WHAT IS REQUIRED: Skip the pictures. Repeat everything else in the records word for word.

======== DATA EXTRACT ========

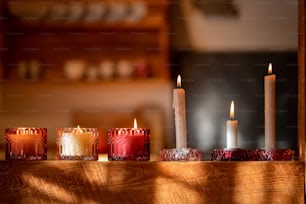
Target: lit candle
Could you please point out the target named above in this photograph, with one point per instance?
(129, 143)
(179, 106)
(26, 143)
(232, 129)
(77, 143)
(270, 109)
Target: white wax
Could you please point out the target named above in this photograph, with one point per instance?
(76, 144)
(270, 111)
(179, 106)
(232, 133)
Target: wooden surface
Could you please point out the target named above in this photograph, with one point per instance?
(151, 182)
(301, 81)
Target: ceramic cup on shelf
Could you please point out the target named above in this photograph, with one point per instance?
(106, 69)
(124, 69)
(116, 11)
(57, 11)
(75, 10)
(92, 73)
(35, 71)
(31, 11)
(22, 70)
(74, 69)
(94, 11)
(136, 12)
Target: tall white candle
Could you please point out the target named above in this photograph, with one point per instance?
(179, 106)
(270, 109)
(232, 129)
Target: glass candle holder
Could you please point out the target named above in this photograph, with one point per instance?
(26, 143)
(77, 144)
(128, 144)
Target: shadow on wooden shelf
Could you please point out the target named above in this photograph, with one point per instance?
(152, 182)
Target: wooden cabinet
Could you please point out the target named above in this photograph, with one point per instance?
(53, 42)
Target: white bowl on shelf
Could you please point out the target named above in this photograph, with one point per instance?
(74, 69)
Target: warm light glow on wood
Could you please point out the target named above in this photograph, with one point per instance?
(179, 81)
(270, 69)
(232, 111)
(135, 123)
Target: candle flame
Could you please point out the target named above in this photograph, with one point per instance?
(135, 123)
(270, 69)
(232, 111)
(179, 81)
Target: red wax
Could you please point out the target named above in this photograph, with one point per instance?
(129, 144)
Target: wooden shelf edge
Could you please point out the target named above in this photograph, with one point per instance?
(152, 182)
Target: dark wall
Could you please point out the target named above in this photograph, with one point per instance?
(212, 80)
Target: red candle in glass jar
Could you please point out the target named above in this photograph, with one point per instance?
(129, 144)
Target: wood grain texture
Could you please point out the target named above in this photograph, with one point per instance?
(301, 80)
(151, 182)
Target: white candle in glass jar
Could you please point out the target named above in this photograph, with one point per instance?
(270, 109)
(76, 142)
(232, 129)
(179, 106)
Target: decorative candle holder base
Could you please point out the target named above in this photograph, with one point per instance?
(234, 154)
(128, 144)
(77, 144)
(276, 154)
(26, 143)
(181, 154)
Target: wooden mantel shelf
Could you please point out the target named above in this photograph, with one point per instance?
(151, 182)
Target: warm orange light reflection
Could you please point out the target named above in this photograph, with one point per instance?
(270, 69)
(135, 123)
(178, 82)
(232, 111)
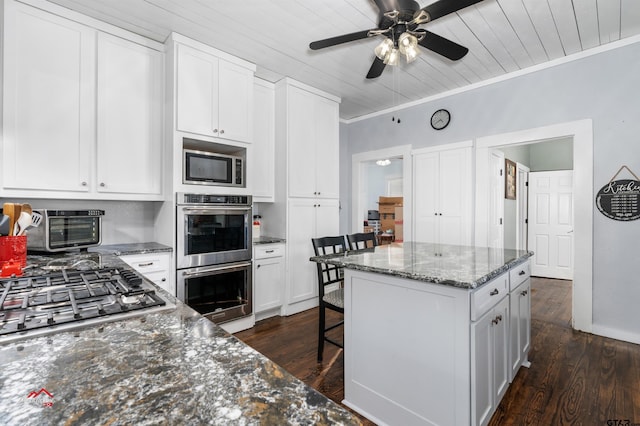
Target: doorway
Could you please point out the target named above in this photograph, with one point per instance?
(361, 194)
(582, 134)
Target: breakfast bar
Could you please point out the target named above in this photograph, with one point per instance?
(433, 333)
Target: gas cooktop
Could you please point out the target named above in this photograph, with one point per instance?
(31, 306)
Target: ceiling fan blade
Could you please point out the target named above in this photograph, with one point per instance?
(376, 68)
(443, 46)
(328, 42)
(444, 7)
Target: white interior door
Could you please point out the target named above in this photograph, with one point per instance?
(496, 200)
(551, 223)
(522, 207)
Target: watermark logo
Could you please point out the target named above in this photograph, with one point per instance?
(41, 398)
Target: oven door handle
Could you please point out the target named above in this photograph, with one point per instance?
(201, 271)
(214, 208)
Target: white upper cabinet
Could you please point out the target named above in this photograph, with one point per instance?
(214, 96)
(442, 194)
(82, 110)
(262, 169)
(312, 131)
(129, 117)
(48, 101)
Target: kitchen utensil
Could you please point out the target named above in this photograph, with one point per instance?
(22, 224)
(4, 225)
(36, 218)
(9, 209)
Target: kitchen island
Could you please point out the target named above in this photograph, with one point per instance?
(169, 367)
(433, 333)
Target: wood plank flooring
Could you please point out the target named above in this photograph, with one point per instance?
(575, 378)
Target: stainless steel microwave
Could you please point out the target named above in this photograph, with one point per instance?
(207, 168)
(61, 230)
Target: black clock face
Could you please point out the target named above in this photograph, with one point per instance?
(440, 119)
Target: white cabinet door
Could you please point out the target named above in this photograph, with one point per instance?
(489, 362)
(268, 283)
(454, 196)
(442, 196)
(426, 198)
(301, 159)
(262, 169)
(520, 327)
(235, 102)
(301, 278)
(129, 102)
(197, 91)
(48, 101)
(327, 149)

========

SOLVED EXERCISE:
Target: lit candle
Could you please point out the target named above in this photograph, with one point per instance?
(129, 143)
(179, 106)
(26, 143)
(232, 129)
(77, 143)
(270, 109)
Target: white wax
Could you please point out the target named above in this photograph, with one point per instance?
(76, 144)
(270, 111)
(179, 106)
(232, 133)
Target: wooden surface
Could you please point out the target named above in this photograph, with one point per instance?
(151, 182)
(301, 81)
Target: ceramic cup on shelf
Could you please point out the target named above in this photograph, with one point per instance?
(106, 69)
(124, 69)
(116, 11)
(57, 11)
(75, 10)
(92, 73)
(35, 71)
(31, 11)
(22, 70)
(74, 69)
(94, 11)
(136, 12)
Target: tall white candle
Could you please point out the target named above in this photograph, with one point per instance?
(179, 106)
(270, 109)
(232, 129)
Target: glass candle holder
Could you please point out the target named above in this photograph, with one point per instance?
(26, 143)
(77, 144)
(128, 144)
Target: shadow on wooden shelf
Could you please point out the target named above in this photograph, with one point per instance?
(152, 182)
Target: wooden cabinet
Could you please point out the target named above in this photograph, with one point per instance?
(53, 42)
Target: white bowl on shelf
Could you please point out the target named above in this photograph, with one point per instance?
(74, 69)
Target: warm light glow on wood
Could you please point out the target named above in this photograph, with one point per instance?
(179, 81)
(270, 69)
(232, 111)
(135, 123)
Target: candle flame
Could you please point out the target named above in this photograph, with one point per instance?
(135, 123)
(270, 69)
(232, 111)
(179, 81)
Target: red wax
Could you please point out the target named above in this photograph, with one point per instance?
(129, 144)
Target: wooden shelf edge
Could you please point out the target named above in this photograph, with one point per instance?
(152, 182)
Target: dark wall
Could you please point out the target named above in this photograph, with one point per instance?
(212, 80)
Target: red candle in glass jar
Could you please point out the target named above in this photograph, with one point per instance?
(129, 144)
Target: wood grain texture
Could you please point out the target named above in this photograph, with one point per instance?
(301, 80)
(151, 182)
Target: white candle in glass jar
Could you please point out the target named above in this photograph, with one point per instance?
(270, 109)
(76, 142)
(232, 129)
(179, 106)
Target: decorative candle holder base
Could you please point out the target named above in this photograph, with one point per instance?
(234, 154)
(128, 144)
(77, 144)
(276, 154)
(26, 143)
(181, 154)
Target: wooden mantel shelf
Could you please point out the target named above in this photograph, with one point per instance?
(151, 182)
Target: warm orange light reflection
Could you please point out the target named above in this photograph, with one point per instance?
(270, 69)
(135, 123)
(178, 82)
(232, 111)
Target: doorway
Could you please point out the target named above in this photograph, with one point per instance?
(361, 194)
(582, 134)
Target: breakfast bar
Could you please point out the target named above in this photograph, with one point per instance?
(433, 333)
Target: gas cooktop
Could you please point out the target named above in this photograph, with one point per instance?
(31, 306)
Target: ceiling fan blade
Could you please point out the target named above in this photograph, with one point per instance?
(376, 68)
(443, 46)
(328, 42)
(444, 7)
Target: white interior door
Could you please point out the target named above in this photograph, with one point per instance?
(496, 200)
(551, 223)
(522, 207)
Target: watermark logo
Could you please point out the target named above in this photograph, with one point per instance?
(41, 398)
Target: oven door handle
Could you please point out the target named above in this photograph, with one point per instance?
(201, 271)
(214, 208)
Target: white upper cabinet
Could you please point out the target named above in this photograph, with one point per instance?
(214, 96)
(442, 194)
(82, 110)
(262, 169)
(312, 131)
(129, 117)
(48, 101)
Target: kitchen utensil
Could you please point out the target named above in this photograph, with one point per instance?
(22, 224)
(4, 225)
(36, 218)
(9, 209)
Target: kitchen island
Could you please point out the target named above in this photograph, with one point per instance?
(169, 367)
(433, 333)
Target: wood plank flooring
Could you please point out the target named above in this photograph, with one point per instance?
(575, 378)
Target: stainless steel microwave
Could you please point out the target named above in this photograph, with one point per instance?
(207, 168)
(61, 230)
Target: black clock face
Could you please point out the target named above in this photograph, with one point per instance?
(440, 119)
Target: white cabinet door
Could you please point out the target named above in this photograph, with one point per instance?
(489, 362)
(268, 283)
(454, 196)
(442, 196)
(426, 198)
(301, 159)
(262, 169)
(520, 327)
(235, 102)
(301, 278)
(129, 102)
(197, 91)
(48, 101)
(327, 149)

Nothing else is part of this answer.